#### Set exercise
Retype the entries below word for word, starting at their first line and ending at the line that contains "point(97, 69)", with both of those lines included.

#### The records
++++++++
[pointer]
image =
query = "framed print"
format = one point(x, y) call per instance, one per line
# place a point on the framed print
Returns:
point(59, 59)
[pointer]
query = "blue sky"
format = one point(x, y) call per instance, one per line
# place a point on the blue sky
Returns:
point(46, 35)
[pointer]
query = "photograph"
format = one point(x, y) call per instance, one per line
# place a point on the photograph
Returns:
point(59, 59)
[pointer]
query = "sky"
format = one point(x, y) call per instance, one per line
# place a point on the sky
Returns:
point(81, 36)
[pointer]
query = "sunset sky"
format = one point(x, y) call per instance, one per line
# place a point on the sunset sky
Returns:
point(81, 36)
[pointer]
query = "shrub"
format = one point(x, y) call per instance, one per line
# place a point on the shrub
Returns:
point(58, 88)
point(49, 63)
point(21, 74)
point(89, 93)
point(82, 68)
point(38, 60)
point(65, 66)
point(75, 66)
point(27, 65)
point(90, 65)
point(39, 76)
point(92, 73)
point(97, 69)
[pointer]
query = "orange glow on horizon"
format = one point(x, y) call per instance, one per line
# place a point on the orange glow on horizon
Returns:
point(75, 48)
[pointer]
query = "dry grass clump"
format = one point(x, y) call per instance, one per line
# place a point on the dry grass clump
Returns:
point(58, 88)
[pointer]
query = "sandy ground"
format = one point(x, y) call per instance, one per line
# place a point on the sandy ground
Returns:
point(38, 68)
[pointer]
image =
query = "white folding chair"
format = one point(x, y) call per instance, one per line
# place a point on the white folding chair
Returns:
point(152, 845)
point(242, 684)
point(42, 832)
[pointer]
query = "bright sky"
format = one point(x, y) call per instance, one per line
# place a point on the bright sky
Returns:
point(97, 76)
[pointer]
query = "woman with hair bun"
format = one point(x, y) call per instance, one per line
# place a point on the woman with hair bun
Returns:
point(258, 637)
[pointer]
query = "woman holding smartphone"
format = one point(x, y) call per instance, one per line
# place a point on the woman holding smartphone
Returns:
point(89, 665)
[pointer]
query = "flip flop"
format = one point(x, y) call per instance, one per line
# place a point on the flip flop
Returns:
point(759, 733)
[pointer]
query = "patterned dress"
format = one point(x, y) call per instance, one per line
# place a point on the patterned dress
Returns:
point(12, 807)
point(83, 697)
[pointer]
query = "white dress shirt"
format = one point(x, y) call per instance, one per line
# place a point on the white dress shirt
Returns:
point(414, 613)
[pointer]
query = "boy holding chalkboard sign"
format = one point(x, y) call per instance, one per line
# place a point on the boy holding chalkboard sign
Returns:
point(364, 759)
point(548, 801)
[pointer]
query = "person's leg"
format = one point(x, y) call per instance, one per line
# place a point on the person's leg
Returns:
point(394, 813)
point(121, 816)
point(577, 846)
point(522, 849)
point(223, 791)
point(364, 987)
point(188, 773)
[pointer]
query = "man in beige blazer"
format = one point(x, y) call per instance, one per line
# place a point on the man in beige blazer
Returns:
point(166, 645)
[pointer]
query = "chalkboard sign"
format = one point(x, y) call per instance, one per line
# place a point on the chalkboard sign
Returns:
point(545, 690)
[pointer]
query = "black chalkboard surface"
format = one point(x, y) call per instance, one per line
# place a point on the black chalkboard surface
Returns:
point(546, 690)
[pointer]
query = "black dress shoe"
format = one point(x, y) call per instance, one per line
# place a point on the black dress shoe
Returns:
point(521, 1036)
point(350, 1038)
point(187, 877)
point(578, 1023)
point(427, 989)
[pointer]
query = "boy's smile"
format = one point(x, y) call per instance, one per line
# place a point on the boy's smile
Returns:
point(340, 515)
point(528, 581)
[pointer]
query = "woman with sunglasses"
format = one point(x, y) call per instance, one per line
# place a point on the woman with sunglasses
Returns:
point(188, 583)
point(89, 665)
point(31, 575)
++++++++
#### Exercise result
[pointer]
image =
query = "framed print"
format = one point(x, y) call per instance, one per line
# place a point on the framed print
Returns:
point(59, 59)
[pointer]
query = "blue sky"
format = one point(x, y) call per instance, one per line
# place a point on the blue sky
Returns:
point(46, 35)
[pointer]
query = "photograph"
format = one point(x, y) call per instance, one per line
# place a point on the photograph
Returns:
point(59, 59)
[pointer]
query = "sky"
format = one point(x, y) call per instance, one per line
# place a point on the sky
Returns:
point(81, 36)
[pointer]
query = "sunset sky"
format = one point(x, y) call per instance, one per line
# place a point on the sunset sky
Returns:
point(81, 36)
[pointer]
query = "shrub"
format = one point(x, y) call per instance, one per line
# place a point on the shrub
Returns:
point(58, 88)
point(49, 63)
point(21, 74)
point(89, 93)
point(82, 68)
point(38, 60)
point(65, 66)
point(75, 66)
point(27, 65)
point(90, 65)
point(39, 76)
point(92, 73)
point(97, 69)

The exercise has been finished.